**What is expected**
Starting with the line that contains "For every instance of the gold epaulette" and ending with the final line of the data below, print those lines exactly and nothing else.

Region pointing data
──────

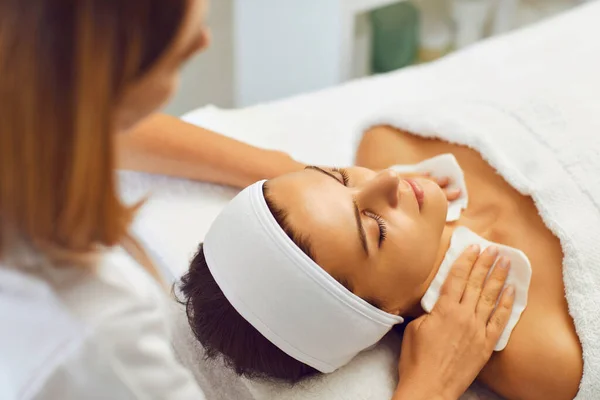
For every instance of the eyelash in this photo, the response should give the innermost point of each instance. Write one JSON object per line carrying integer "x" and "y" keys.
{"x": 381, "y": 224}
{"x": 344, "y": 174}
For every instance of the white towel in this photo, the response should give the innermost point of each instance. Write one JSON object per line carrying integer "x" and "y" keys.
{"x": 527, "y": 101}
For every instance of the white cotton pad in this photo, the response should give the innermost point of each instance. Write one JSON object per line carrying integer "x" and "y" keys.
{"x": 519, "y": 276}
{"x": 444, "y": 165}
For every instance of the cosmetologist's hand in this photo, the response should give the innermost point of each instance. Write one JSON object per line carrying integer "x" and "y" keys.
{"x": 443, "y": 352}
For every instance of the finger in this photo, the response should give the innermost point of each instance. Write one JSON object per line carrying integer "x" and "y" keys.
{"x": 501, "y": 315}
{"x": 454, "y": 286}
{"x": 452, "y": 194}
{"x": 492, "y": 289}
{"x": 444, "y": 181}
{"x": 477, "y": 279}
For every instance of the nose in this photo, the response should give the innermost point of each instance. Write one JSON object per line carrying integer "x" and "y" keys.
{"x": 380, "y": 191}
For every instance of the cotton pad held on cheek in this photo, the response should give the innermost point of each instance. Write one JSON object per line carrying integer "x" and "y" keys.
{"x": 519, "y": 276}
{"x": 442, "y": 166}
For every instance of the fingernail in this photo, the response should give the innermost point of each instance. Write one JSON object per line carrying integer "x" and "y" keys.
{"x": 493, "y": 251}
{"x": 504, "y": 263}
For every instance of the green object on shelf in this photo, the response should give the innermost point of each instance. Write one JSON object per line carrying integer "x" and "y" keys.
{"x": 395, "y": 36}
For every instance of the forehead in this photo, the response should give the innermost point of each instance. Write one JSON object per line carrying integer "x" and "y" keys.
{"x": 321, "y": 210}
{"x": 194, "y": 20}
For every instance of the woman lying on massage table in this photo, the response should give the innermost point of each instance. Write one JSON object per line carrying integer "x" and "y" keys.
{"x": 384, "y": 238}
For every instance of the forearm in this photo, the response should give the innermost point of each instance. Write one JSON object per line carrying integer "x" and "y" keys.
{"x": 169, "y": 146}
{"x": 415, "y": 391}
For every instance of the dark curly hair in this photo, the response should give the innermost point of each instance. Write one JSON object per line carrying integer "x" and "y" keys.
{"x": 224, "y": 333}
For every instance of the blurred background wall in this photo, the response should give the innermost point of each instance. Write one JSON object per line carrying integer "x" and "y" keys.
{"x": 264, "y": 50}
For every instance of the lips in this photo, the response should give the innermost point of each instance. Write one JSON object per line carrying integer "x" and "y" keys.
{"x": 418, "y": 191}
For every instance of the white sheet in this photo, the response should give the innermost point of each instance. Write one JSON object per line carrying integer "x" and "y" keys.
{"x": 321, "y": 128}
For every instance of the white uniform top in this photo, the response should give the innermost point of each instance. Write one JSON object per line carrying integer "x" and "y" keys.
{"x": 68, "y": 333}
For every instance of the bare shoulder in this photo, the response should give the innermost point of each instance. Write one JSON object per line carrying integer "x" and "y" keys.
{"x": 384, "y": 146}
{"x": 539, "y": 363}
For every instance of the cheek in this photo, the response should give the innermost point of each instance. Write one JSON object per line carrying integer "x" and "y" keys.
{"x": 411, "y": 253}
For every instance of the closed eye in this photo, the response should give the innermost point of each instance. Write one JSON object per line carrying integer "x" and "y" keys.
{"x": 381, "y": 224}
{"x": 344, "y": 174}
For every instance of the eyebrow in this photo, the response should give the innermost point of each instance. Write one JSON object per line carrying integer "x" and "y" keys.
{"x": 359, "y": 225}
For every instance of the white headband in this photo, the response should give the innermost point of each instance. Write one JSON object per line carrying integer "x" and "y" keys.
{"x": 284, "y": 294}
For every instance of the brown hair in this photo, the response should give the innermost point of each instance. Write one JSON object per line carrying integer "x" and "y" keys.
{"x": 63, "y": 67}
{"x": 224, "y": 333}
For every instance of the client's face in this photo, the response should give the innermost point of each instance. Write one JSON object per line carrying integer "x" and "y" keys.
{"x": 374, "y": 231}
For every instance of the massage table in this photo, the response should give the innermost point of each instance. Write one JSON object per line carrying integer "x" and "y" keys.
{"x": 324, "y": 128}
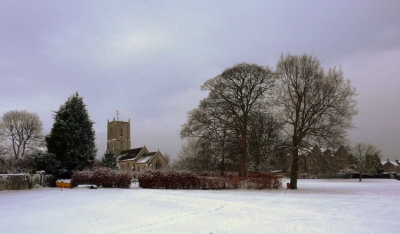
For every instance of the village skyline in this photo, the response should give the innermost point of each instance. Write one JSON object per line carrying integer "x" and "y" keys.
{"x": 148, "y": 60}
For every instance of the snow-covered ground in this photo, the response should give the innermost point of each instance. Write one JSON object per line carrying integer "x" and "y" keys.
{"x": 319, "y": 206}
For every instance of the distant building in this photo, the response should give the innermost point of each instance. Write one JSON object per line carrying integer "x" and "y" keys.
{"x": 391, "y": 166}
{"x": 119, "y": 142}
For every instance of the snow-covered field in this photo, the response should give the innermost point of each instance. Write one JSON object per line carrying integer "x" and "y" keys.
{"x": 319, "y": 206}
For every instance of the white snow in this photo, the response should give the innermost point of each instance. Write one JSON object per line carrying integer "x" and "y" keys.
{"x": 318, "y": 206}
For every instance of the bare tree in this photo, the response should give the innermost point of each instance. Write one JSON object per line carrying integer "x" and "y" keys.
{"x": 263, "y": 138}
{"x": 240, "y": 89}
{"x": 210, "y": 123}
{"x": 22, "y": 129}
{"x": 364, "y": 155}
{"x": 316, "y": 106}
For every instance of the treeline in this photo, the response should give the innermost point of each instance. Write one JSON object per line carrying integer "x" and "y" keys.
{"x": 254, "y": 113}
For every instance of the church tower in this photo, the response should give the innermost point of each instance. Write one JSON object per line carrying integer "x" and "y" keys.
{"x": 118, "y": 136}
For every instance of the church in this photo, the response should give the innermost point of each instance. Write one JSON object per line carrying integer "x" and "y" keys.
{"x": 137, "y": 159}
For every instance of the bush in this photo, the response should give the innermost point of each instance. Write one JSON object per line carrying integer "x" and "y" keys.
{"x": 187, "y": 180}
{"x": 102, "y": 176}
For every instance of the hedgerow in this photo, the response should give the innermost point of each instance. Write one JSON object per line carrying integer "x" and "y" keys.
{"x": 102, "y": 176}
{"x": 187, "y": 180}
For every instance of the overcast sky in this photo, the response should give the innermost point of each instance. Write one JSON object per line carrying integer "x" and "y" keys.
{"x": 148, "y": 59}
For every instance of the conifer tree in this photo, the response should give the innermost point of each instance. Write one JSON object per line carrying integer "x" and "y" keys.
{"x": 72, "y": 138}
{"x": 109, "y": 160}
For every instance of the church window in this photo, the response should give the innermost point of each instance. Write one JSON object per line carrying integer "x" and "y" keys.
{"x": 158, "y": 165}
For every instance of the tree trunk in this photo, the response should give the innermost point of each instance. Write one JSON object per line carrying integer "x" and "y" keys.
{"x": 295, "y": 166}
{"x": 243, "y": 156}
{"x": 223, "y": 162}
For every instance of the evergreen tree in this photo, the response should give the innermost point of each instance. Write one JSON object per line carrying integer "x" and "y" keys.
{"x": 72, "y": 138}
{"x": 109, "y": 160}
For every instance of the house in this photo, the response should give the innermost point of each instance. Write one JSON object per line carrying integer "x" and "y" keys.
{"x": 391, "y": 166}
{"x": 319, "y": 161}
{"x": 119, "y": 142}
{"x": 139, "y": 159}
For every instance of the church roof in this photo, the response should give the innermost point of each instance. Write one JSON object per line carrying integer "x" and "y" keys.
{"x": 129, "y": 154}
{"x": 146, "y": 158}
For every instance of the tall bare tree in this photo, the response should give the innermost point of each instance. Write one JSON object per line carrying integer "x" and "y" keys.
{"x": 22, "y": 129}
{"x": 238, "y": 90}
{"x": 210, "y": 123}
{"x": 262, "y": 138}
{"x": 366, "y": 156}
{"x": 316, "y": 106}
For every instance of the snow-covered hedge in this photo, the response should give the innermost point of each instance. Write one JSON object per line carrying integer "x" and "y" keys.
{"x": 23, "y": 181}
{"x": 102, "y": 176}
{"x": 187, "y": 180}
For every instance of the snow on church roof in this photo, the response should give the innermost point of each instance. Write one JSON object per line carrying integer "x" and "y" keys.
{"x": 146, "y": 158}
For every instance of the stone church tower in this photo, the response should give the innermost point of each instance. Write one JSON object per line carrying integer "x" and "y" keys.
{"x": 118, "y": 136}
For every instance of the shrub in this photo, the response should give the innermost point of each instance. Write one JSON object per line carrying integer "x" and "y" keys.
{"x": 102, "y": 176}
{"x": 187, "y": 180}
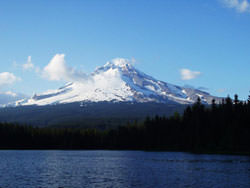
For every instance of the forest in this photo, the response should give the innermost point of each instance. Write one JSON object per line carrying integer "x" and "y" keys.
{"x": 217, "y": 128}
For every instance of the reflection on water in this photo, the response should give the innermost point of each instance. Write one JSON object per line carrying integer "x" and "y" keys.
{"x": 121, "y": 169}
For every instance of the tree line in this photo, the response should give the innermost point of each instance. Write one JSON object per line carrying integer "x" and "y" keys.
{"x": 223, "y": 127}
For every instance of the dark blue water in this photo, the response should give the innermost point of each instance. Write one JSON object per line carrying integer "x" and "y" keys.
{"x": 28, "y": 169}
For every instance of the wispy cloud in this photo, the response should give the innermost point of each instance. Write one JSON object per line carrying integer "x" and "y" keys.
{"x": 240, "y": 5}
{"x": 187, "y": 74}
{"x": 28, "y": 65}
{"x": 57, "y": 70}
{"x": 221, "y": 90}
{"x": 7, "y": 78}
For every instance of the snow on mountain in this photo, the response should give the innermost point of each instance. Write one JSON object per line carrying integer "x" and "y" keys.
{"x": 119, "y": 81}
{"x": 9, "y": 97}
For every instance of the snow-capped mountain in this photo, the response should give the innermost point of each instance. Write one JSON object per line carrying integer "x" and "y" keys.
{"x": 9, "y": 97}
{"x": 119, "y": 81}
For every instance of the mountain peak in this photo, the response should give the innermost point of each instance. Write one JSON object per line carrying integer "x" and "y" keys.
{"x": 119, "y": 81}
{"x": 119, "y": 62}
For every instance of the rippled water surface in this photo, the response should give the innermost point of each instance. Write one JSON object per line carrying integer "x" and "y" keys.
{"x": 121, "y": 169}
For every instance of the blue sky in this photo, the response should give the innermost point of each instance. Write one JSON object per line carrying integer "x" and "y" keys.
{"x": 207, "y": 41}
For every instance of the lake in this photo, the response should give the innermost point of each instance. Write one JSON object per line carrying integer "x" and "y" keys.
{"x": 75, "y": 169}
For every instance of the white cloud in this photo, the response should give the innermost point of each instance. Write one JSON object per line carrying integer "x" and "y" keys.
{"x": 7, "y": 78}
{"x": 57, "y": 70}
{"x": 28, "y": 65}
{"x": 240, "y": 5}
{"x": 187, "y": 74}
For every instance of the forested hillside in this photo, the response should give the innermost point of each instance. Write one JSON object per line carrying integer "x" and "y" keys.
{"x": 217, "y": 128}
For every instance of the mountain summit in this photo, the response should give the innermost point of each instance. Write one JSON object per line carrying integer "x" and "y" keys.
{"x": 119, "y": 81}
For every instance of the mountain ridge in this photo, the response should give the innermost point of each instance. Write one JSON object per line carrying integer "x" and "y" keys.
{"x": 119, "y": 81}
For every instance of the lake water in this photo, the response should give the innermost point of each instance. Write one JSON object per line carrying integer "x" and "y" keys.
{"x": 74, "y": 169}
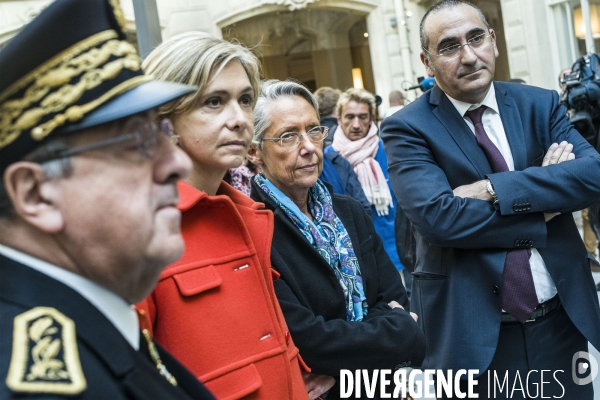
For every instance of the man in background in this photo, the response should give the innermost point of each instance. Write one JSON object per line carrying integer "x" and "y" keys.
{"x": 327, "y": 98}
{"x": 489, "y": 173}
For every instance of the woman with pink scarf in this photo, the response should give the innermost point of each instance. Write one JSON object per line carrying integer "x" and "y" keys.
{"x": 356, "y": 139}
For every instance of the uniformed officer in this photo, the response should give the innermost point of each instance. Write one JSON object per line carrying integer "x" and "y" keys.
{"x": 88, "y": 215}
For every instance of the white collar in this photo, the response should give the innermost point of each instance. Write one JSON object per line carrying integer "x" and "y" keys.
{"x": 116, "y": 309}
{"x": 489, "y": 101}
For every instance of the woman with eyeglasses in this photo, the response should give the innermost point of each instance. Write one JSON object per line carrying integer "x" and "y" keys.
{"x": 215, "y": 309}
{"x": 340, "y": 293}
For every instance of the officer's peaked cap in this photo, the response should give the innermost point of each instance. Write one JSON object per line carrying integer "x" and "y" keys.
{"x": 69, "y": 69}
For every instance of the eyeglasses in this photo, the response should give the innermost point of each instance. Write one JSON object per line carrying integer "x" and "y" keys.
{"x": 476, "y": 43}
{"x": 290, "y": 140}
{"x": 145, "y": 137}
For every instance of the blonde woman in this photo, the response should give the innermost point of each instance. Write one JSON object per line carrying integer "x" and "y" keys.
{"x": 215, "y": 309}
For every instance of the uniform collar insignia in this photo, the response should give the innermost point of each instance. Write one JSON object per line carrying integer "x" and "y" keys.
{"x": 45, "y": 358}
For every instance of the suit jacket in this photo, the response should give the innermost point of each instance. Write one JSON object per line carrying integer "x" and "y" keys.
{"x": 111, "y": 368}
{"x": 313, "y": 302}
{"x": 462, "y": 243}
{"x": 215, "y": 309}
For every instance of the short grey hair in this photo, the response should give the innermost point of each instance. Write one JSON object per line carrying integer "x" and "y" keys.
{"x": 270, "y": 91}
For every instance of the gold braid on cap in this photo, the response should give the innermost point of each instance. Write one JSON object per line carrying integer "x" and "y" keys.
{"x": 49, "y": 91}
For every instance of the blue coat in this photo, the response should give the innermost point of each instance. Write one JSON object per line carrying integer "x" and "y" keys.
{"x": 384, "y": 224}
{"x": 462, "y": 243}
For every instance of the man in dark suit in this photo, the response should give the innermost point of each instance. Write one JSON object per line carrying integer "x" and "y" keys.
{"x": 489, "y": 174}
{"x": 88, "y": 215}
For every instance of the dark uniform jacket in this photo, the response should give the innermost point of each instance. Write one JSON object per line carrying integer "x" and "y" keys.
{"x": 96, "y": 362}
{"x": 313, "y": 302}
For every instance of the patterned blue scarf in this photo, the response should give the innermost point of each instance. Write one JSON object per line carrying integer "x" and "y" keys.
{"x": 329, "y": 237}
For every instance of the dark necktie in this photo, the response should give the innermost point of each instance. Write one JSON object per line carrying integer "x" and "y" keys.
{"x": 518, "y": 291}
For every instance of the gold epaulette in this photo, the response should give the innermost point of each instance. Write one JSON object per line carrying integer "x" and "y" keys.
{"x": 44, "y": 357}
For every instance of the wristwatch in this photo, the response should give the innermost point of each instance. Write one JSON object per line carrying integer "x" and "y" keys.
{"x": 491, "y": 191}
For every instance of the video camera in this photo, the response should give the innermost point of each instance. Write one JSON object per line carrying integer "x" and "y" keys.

──────

**Answer area**
For every instance of the gold epaulette in this photo, the response should give the innermost point of each instance. Write one JSON object per line carrying integer "x" and "y" keys.
{"x": 44, "y": 357}
For every instance of the wristwatch in this photo, the response should give the innermost point of each instance. Write one JSON object per line carrying integer "x" and "y" keys.
{"x": 491, "y": 191}
For every instance of the video camera in this photo, the response should give the innermost point of each instance. Write one JSON object per line carrying integer "x" and "y" keys.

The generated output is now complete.